Work required
Reproduce the following material line for line with no changes, omitting the pictures from your copy.

== Dataset content ==

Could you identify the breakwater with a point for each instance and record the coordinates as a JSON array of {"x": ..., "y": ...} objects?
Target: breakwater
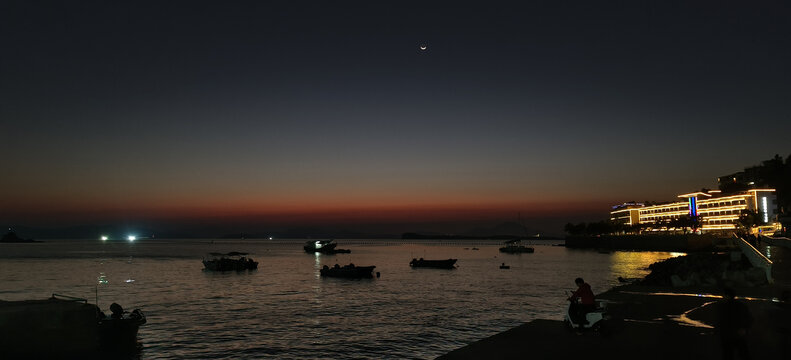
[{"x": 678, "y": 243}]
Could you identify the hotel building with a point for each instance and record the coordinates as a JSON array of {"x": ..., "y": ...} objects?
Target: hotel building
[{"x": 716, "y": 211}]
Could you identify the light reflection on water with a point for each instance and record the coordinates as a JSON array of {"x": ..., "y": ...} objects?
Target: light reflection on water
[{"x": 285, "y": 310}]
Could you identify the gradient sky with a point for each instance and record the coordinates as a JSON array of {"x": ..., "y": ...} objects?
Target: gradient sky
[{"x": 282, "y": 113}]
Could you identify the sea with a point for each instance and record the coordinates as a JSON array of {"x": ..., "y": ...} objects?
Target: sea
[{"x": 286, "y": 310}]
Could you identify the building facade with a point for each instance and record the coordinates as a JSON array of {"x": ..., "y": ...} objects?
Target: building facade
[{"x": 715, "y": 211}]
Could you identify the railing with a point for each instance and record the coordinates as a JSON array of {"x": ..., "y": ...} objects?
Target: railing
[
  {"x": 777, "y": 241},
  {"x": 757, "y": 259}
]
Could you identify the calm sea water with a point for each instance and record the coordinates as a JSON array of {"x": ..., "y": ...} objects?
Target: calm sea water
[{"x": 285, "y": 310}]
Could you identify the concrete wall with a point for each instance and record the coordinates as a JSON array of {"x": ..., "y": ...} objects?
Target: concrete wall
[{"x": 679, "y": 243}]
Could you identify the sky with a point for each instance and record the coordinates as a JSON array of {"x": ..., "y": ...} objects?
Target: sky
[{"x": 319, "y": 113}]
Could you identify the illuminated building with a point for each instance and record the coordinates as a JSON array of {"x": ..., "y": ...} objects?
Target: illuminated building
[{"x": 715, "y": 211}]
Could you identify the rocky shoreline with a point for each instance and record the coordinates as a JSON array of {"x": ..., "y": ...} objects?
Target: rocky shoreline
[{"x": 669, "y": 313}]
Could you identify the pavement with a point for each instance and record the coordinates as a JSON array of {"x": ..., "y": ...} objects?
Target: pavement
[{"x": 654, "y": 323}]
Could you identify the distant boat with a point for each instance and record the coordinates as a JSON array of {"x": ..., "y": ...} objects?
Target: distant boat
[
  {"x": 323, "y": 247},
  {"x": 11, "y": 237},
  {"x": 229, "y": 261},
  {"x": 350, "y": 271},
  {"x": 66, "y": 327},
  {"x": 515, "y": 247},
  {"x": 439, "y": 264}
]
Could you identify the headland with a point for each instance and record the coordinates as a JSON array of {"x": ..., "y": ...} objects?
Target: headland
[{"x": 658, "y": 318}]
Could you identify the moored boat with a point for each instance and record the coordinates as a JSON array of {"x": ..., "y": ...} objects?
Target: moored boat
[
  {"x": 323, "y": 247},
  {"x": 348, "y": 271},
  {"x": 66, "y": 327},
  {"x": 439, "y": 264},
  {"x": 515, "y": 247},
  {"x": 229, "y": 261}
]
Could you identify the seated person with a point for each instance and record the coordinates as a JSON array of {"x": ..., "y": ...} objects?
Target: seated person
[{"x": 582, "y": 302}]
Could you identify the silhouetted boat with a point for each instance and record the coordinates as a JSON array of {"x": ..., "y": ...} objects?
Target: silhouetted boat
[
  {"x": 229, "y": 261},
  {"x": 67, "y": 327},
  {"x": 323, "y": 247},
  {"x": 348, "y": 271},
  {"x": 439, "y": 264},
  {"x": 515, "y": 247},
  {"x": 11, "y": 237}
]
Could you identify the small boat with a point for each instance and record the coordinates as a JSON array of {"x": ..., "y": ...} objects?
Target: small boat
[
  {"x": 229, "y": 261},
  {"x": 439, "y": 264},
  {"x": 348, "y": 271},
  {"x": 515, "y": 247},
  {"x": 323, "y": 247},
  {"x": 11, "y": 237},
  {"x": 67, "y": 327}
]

===

Result
Could you identify the breakwater with a point for each instance and record the coordinates as a JSON array of {"x": ..., "y": ...} objects?
Target: breakwater
[{"x": 678, "y": 243}]
Could you identify the hotel building with a point for each instance and record the coordinates as a JSON array of {"x": ..., "y": ...} objects?
Target: hotel building
[{"x": 716, "y": 211}]
Could you identify the light reflection on water with a point for each instance and record the coordinates as a JSON array of {"x": ..., "y": ...} objects?
Target: light reflection on water
[{"x": 285, "y": 310}]
Could you identify the gradient sky with a point for each instance and record the coordinates as a JSON array of {"x": ..., "y": ...} objects?
Target: gradient sky
[{"x": 282, "y": 113}]
Could you identify the sea with a point for each instance and record the coordinates as a JSON array of {"x": ..., "y": ...} objects?
Target: sea
[{"x": 286, "y": 310}]
Could you identify the building facade with a point for each instance and record the coordinates as a JSON array of {"x": ..., "y": ...} objects?
Target: building facade
[{"x": 715, "y": 211}]
Could you identify the railing with a point for each instance and record the coordinates as a JSON array of {"x": ..., "y": ...} objects?
Target: railing
[
  {"x": 777, "y": 241},
  {"x": 757, "y": 259}
]
Could you identify the calm sea water with a point for each instance and record the coordinates as a JSON array of {"x": ..., "y": ...} objects?
Target: calm sea water
[{"x": 285, "y": 310}]
Could you identify the concrete wall with a point for each instance and record the coordinates as a JSON array of {"x": ..., "y": ...} objects?
Target: concrete wall
[{"x": 679, "y": 243}]
Could you identify the sky with a point for each instance and record the coordinates as a JSON array of {"x": ..., "y": ...} objects?
Target: sky
[{"x": 319, "y": 113}]
Could you identify the illuminated building with a point for each instance and record the coordinates as a JSON array of {"x": ..., "y": ...} objects?
Target: illuminated building
[{"x": 715, "y": 211}]
Could you identify the rocky shoreline with a point for each instance and record the coordinates as a JSON array of {"x": ..., "y": ...} objects?
Target: rocky shoreline
[{"x": 669, "y": 313}]
Could you identify the pavement with a point for each instance and record the coordinates as a JSON array of {"x": ..., "y": ...} objects?
Target: pavement
[{"x": 654, "y": 323}]
Could you identify the distant boat with a point for each instance and record the coordinates as a JSON array of {"x": ..., "y": ...} objects?
Target: distant boat
[
  {"x": 323, "y": 247},
  {"x": 11, "y": 237},
  {"x": 229, "y": 261},
  {"x": 350, "y": 271},
  {"x": 66, "y": 327},
  {"x": 515, "y": 247},
  {"x": 439, "y": 264}
]
Could you identify the headland with a point for each instance and record the coordinates as a JSON array of {"x": ..., "y": ...} objects?
Target: headland
[{"x": 658, "y": 318}]
Could you identify the moored boat with a point for each instance and record the coordinates as a JSON array of {"x": ..., "y": ...} objects?
Target: moored boat
[
  {"x": 323, "y": 247},
  {"x": 348, "y": 271},
  {"x": 66, "y": 327},
  {"x": 439, "y": 264},
  {"x": 515, "y": 247},
  {"x": 229, "y": 261}
]
Could you identify the seated person with a point for each instance and record the coordinates as a JSON array of {"x": ..., "y": ...} objects?
Target: seated person
[{"x": 582, "y": 302}]
Could you identify the silhouetted boat with a point for each instance and record the coordinates as a JSON array of {"x": ..., "y": ...} objects?
Target: silhouetted boat
[
  {"x": 229, "y": 261},
  {"x": 67, "y": 327},
  {"x": 323, "y": 247},
  {"x": 348, "y": 271},
  {"x": 439, "y": 264},
  {"x": 515, "y": 247},
  {"x": 11, "y": 237}
]
Could you identify the small boat with a point for each instance and record the coordinates as a JSON array of {"x": ..., "y": ...} objects?
Target: small boat
[
  {"x": 229, "y": 261},
  {"x": 439, "y": 264},
  {"x": 348, "y": 271},
  {"x": 515, "y": 247},
  {"x": 323, "y": 247},
  {"x": 11, "y": 237},
  {"x": 67, "y": 327}
]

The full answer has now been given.